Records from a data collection
• • •

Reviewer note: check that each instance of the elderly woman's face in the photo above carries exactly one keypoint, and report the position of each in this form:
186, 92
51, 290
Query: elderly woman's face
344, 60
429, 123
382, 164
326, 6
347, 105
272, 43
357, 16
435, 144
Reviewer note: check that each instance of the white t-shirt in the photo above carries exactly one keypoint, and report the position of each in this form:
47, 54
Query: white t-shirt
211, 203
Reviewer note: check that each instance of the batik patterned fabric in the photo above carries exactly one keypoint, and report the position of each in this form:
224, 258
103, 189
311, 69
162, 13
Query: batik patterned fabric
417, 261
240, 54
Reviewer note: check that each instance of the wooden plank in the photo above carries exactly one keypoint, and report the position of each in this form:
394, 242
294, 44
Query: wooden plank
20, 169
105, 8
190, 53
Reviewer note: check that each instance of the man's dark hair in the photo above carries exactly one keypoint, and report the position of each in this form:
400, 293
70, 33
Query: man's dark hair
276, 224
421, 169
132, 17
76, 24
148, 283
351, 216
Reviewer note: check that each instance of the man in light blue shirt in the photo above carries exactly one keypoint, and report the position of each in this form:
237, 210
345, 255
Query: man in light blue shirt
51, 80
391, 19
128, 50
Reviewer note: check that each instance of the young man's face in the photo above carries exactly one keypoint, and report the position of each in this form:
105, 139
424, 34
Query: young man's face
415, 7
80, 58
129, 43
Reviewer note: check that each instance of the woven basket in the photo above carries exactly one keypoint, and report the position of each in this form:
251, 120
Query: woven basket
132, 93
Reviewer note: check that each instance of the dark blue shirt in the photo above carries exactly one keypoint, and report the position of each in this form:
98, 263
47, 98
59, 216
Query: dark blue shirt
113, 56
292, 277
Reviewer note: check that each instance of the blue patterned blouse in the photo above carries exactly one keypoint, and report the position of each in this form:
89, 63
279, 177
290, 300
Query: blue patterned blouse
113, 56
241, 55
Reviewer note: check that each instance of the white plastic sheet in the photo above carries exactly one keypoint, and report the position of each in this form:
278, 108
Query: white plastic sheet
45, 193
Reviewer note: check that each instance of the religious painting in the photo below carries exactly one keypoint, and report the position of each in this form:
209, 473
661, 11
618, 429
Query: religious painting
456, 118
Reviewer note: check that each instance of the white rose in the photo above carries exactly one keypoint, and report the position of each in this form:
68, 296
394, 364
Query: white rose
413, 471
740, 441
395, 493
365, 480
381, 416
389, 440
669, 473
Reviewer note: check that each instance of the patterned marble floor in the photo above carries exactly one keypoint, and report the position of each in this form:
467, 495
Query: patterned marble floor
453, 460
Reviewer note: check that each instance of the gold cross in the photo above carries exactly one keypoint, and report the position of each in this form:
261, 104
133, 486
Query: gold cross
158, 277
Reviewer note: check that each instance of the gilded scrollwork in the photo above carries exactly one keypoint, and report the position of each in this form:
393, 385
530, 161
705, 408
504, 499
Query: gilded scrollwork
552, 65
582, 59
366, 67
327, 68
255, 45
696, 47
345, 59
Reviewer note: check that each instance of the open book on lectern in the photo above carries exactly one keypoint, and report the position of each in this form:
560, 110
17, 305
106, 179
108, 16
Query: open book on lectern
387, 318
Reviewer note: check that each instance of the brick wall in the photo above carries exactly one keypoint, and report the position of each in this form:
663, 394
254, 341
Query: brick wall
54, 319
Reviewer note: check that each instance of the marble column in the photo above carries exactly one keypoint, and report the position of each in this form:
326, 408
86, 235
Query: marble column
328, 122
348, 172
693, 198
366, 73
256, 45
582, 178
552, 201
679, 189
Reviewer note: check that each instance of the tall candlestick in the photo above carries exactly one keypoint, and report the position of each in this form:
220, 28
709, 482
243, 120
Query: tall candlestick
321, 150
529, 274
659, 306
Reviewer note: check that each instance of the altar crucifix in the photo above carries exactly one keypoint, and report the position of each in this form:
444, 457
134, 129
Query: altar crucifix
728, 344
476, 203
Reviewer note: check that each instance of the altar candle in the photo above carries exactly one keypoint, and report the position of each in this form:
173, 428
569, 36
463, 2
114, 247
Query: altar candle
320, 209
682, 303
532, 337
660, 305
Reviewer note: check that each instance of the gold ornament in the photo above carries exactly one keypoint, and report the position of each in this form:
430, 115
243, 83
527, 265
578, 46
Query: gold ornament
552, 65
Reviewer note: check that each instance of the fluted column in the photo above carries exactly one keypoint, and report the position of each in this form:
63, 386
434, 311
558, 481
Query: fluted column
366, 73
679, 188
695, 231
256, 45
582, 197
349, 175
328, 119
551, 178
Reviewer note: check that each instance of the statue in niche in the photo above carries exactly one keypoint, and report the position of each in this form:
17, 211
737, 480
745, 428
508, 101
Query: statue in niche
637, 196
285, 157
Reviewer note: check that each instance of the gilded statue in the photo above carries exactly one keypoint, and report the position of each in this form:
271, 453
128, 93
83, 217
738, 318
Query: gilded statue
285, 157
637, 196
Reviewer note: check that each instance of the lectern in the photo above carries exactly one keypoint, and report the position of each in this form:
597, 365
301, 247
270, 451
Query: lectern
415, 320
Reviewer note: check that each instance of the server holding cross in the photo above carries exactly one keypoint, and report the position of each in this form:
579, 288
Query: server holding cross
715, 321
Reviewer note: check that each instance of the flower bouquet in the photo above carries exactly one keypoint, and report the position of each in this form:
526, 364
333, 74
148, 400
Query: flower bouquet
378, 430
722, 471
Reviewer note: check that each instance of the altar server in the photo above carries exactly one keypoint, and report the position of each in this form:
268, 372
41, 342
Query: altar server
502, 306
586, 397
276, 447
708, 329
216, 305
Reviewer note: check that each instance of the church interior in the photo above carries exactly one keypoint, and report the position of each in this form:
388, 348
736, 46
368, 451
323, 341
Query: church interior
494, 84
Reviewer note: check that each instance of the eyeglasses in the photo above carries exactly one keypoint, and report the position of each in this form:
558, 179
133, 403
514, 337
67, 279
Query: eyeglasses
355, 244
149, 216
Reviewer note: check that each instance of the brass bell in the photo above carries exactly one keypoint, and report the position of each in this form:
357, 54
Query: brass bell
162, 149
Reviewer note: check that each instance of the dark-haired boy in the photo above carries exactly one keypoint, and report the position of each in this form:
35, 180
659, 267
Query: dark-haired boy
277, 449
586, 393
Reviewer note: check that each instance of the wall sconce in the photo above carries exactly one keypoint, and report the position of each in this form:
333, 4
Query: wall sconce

• • •

- Required work
Take the entries above and transcribe them exactly as they stand.

- Written answer
Reviewer note: check that each instance of the elderly woman's face in the photo above carries exactly one keypoint, and report the position of each in this form:
186, 92
51, 290
Query: elderly woman's face
344, 60
429, 123
382, 164
326, 6
347, 105
272, 43
357, 16
435, 144
Reviewer note: check that each instance of the white t-shirt in the photo above carries exactly one keypoint, and report the position of each in this form:
47, 54
Query: white t-shirt
211, 203
Reviewer note: check that each instance of the batik patterned fabric in the photo above carries exactly one keypoint, and report the position of each in this form:
224, 258
103, 189
311, 69
162, 13
Query: batik patterned fabric
417, 261
240, 54
Reviewer note: check that each instance of the wooden plank in the photo above carries exactly one keypoint, and report the position of each in this form:
394, 242
294, 44
Query: wooden plank
20, 169
105, 8
190, 53
Reviewer note: check that each instance of the man's dark hair in the photo above carries exactly one keypoint, and report the position of each in this form:
400, 293
70, 33
Query: man's dark hair
276, 224
421, 169
132, 17
76, 24
148, 283
351, 216
Reviewer note: check that each instance of the man in light blue shirt in the photo above carries exactly one keypoint, and report the position of each in this form:
237, 210
345, 255
Query: man in light blue shirt
51, 80
391, 19
128, 50
Reviewer note: check that each instance of the young man's face in the photo above carries exactly one keypoint, and report the position of each in this form:
105, 139
424, 34
Query: young man's face
415, 7
80, 58
129, 43
Reviewer note: check that each instance of the woven basket in the photo above carries exactly one keypoint, and report the position of each in this form:
251, 120
Query: woven basket
132, 93
Reviewer note: check that each instance of the dark blue shirt in the photo above carries exactly one keypoint, and report the position of each in this form:
98, 263
47, 98
59, 216
Query: dark blue shirt
113, 56
292, 277
Reviewer note: check that each instance of the blue patterned blouse in the photo above carries exactly one keypoint, and report the position of each in this form:
89, 63
279, 177
290, 300
Query: blue patterned blouse
113, 56
241, 55
Reviewer note: check that each instance of the white plastic sheet in the photo above carries exactly one keypoint, and report the position of each in this form:
278, 108
Query: white plastic sheet
45, 193
Reviewer note: check that each instance of the religious painting in the photo below carries exactly one keypoint, and report the position of each in this form:
209, 473
661, 11
618, 429
Query: religious painting
456, 118
Reviewer note: check that each instance of the white rose in the photo above carries exactly one keypoint, and report the position of each in this form:
68, 296
394, 364
Query: white rose
413, 471
740, 441
395, 493
365, 480
381, 416
389, 440
669, 473
Reviewer note: check that each instance of the patterned marble floor in the photo above carries exactly one keypoint, and report the position of each in this form:
467, 495
Query: patterned marble floor
453, 460
Reviewer note: check that each instance of the gold cross in the photo above carries exactly one keypoint, and report the position of each in this form:
261, 104
133, 486
Query: gold cross
158, 277
Reviewer note: check that each instance of the gilded scrollwork in the photo above carries exactly one keypoint, and report the position of each in this form:
393, 385
530, 161
705, 408
504, 499
Query: gilded scrollwork
552, 65
582, 59
366, 67
327, 68
255, 45
696, 47
345, 59
Reviewer note: check that each instance of the open book on lectern in the photo above carries exactly one keypoint, and report the position of each in this form:
560, 110
17, 305
106, 179
108, 16
Query: open book on lectern
387, 318
Reviewer note: check that each instance of the brick wall in the photo above carries exactly one keypoint, and report the position of each in this form:
663, 394
254, 341
Query: brick wall
54, 319
Reviewer note: check that each instance of the marble column in the photo above carries exactly one keypoint, and report the position of each in this form:
326, 408
86, 235
Query: marble column
328, 122
348, 172
693, 198
366, 73
256, 45
582, 178
552, 201
679, 189
Reviewer note: check that each instance of the tall candlestick in the photo above carries exactly one keypoint, and report the position of each in this form:
220, 28
709, 482
243, 120
Query: tall candlestick
321, 150
529, 274
659, 306
Reviewer note: check that each instance of the altar crucifix in the photo above carries exactly one keypoint, and report the position of each in this form:
444, 457
134, 129
Query: altar crucifix
728, 344
476, 203
Reviewer note: check that each instance of the altar candle in the photo above carries exactly one keypoint, and report the position of each in this form:
173, 428
569, 36
463, 2
114, 247
Query: altar candle
320, 209
682, 303
532, 337
660, 305
Reviewer note: check that each instance of the gold ornament in the photo above carries exactly one keypoint, and report the position of each in this form:
430, 115
243, 83
527, 265
578, 46
Query: gold ornament
552, 65
Reviewer note: check that each instance of the fluted column in the photo above carries exactly one keypoint, and report the position of each in this form:
63, 386
434, 311
558, 481
Query: fluted column
366, 73
679, 188
695, 231
256, 45
582, 197
349, 175
328, 119
551, 178
Reviewer note: check that each instance of the statue in niche in the photo above carries exactly one keypoint, and report the position of each in this form:
17, 211
737, 480
745, 428
508, 101
Query: statue in niche
637, 196
285, 157
Reviewer note: check that each instance of the gilded statue in the photo above carries exactly one keypoint, and report the position of each in this form:
271, 453
128, 93
83, 217
738, 318
Query: gilded statue
285, 157
637, 196
Reviewer note: check that each instance of the lectern in the photo above carries exactly one keypoint, and report the position of each in this form:
597, 365
301, 247
270, 451
Query: lectern
415, 320
Reviewer note: check that each instance of the server holding cross in the photo above carries exactly one keypoint, and report the position of each in this form:
579, 288
Query: server holding cross
715, 321
Reviewer note: check that each instance of the flower bouquet in the photo above carries exactly one keypoint, and report the position of each in this form:
526, 364
333, 74
148, 400
Query: flower bouquet
378, 430
722, 471
Reviewer note: check that each instance of the altar server in the photo above carries exactly one keypoint, and report the position of each in this form:
268, 372
41, 342
Query: altar server
502, 306
586, 397
276, 447
708, 329
216, 305
Reviewer note: check that each instance of the church interior in the photo above carries exactly one keypoint, and report the position of each in this form:
388, 348
736, 46
368, 451
323, 341
Query: church interior
494, 84
Reviewer note: check that each instance of the eyeglasses in the photo above carries exactly one keypoint, and report the position of each in this form:
558, 179
133, 403
514, 337
67, 279
Query: eyeglasses
355, 244
149, 216
Reviewer note: check that each instance of the brass bell in the photo above carries exactly one keypoint, and report the position of each in this form:
357, 54
Query: brass bell
162, 149
Reviewer note: check that each instance of the dark-haired boy in the photo above carries exactly one keypoint, and report the position of each in this form:
35, 180
659, 267
Query: dark-haired boy
277, 449
586, 393
Reviewer note: check that each instance of the wall sconce in the photo above carries exactly one keypoint, and report the position of each in this form:
333, 4
Query: wall sconce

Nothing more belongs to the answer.